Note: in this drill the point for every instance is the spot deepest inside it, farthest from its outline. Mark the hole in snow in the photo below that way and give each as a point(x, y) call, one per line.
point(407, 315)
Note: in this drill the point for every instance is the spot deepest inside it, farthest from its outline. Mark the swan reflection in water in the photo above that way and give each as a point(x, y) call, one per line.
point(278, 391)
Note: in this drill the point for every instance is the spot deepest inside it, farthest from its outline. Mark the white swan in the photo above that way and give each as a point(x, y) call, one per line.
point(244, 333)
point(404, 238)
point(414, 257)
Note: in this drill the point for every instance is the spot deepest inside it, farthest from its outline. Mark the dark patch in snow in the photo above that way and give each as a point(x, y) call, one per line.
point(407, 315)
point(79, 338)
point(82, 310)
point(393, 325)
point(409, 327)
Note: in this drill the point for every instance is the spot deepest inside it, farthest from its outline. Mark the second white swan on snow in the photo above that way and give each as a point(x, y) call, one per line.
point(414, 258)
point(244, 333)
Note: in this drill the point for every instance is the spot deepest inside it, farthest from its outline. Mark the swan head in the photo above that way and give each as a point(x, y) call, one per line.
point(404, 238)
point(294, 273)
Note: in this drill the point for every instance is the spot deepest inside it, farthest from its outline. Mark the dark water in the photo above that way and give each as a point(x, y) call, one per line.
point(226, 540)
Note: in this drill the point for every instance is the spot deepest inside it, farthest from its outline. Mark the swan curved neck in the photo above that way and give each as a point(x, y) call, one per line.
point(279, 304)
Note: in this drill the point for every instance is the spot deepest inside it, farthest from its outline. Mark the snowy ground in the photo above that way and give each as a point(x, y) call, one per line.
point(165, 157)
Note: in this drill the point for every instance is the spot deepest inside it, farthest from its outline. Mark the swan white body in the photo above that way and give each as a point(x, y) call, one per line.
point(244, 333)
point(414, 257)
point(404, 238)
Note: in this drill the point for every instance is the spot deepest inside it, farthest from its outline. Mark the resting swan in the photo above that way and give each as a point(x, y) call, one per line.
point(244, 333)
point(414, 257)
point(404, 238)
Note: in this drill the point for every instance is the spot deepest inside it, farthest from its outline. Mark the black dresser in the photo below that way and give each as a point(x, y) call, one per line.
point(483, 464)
|---|
▶ Given instruction
Give the lines between the one containing "the swan curved" and the one containing "point(279, 304)", inclusive, as a JSON list of strings with one string per line, leaving out blank lines.

▶ Completed exercise
[
  "Note: in this drill the point for every instance is the spot deepest inside it, farthest from its outline. Mark the swan curved neck in the photo above that way and give each as a point(x, y) call, one per line.",
  "point(279, 304)"
]